**DOCUMENT TEXT:**
______

I think for racing a spot/euro pattern would be preferred.
I've got a euro pattern 50W HID on my LTR and it's F-bombing sweet for high-speed desert and road racing, it's almost a perfect pattern.
Good throw, the sides of the road are well-lit but don't take away from the center, very little spill-over to the sides, they don't blind oncoming traffic (the beam looks pencil-thin, which can make it a little difficult to adjust perfectly), and it's almost like you're running a fog light when it gets dusty (virtually no glare).
In fact, the throw is good enough that I'm comfortable at WOT in high gear with the LTR, I know that I'll have time to stop or avoid whatever is illuminated in front of me.

Any kind of duning or trail riding at night would definitely benefit from a flood only beam.
I've found that the euro pattern and spot pattern are lacking on the dunes and the more technical areas (climbs, sharp turns, etc.)
Here's why:
You're looking all around you at night, and with a spot beam your eyes are adjusted to the high intensity spot directly in front of you...so you can't see anything other than that spot.
If you're in a turn carving the side of a hill with the quad pointed up a little, you're not going to see what's at the bottom of the hill where you're headed until you can get that small, intense spot swung around to it.
Going up a dune, that spot is illuminating the crap out of the air and you could probably spot airliners going by, but directly below you is complete darkness.
Going down, you can clearly see exactly where the bottom of the bowl is at, but the next dune you're about to climb is complete blackness...and that means you have no idea how much speed to carry or if there's something near the top you need to watch out for (like a razorback, witch's eye, dumbazz parked up there without lights) until you've already started your climb.

______

**SOURCE MATERIAL:**
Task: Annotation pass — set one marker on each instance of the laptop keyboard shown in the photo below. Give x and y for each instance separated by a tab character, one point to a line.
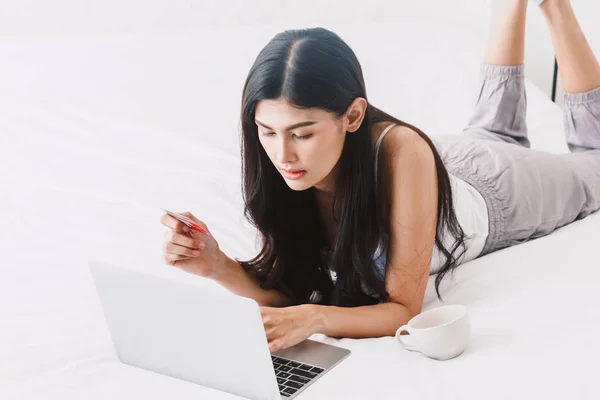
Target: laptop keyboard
292	375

______

**DIRECTION 1:** List every type of headlight beam pattern named in the post on headlight beam patterns above.
**DIRECTION 2:** Decide whether each statement agrees with the post on headlight beam patterns above, answering yes or no and quoting the words of the post that settle it: (a) the writer's euro pattern HID is rated at 50W; (b) the writer finds the euro pattern easy to adjust perfectly; (c) the writer says night trail riding would benefit from a flood only beam.

**FULL OUTPUT 1:**
- Spot pattern
- Euro pattern
- Flood-only beam

**FULL OUTPUT 2:**
(a) Yes: "I've got a euro pattern 50W HID on my LTR"
(b) No: "the beam looks pencil-thin, which can make it a little difficult to adjust perfectly"
(c) Yes: "Any kind of duning or trail riding at night would definitely benefit from a flood only beam."